[Problem statement] Your answer consists of the lines in the data that contain "query". Copy each of them.
################
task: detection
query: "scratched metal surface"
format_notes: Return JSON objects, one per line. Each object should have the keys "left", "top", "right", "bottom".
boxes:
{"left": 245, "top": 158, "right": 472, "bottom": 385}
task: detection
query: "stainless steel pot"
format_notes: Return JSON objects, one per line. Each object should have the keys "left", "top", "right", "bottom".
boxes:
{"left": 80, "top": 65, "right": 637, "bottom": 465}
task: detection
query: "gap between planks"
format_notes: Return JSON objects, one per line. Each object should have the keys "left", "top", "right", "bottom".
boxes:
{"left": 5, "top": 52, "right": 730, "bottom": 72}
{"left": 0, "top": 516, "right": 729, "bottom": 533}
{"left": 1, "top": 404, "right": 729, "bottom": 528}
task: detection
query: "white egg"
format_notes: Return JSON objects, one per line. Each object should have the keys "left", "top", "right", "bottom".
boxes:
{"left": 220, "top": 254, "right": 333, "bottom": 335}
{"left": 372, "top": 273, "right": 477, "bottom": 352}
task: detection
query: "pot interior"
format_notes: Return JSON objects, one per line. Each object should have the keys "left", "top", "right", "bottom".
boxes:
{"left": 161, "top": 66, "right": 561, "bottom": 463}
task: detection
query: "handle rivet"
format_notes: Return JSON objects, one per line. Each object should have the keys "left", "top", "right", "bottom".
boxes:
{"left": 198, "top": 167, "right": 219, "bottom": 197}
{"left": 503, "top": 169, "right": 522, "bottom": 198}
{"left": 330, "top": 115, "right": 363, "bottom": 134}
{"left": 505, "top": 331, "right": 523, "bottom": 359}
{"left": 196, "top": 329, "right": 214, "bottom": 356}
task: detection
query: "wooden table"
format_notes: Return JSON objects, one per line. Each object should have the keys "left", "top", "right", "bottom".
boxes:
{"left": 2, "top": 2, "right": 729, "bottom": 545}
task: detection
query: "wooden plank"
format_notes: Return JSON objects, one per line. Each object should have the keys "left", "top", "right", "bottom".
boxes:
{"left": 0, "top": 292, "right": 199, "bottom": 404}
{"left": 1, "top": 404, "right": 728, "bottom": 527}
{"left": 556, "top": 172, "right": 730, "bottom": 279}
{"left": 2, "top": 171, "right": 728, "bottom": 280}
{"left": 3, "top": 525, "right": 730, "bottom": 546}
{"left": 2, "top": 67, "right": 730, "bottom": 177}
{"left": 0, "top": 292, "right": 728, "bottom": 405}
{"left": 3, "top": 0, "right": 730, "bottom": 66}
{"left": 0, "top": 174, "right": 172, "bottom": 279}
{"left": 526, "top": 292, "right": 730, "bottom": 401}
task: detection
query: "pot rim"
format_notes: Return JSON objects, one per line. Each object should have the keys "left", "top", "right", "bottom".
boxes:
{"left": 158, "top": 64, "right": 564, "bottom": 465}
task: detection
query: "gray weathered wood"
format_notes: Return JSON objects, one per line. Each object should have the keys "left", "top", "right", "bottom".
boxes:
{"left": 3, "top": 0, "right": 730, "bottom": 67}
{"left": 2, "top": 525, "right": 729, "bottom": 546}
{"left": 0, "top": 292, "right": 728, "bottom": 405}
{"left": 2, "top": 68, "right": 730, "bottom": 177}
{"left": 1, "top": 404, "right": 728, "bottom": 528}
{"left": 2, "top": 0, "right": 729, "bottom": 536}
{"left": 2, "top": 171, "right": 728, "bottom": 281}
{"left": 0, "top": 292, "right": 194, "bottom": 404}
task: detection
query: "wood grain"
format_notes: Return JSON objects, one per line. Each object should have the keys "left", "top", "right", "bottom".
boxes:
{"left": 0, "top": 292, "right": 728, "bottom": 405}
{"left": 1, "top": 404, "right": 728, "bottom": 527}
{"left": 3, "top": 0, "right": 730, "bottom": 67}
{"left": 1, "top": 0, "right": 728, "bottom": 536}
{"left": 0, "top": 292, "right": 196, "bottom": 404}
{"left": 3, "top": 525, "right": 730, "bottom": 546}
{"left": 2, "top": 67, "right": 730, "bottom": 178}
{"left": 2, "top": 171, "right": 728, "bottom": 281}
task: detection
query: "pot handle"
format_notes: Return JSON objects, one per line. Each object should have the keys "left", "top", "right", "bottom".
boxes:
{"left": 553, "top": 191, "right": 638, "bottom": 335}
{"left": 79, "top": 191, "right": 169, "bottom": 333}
################
[Response to the task]
query: "scratched metal surface"
query: "stainless steel pot"
query: "gap between planks"
query: "white egg"
query: "pot interior"
query: "handle rivet"
query: "wooden table"
query: "wooden plank"
query: "pot rim"
query: "gray weathered wood"
query: "wood grain"
query: "pot handle"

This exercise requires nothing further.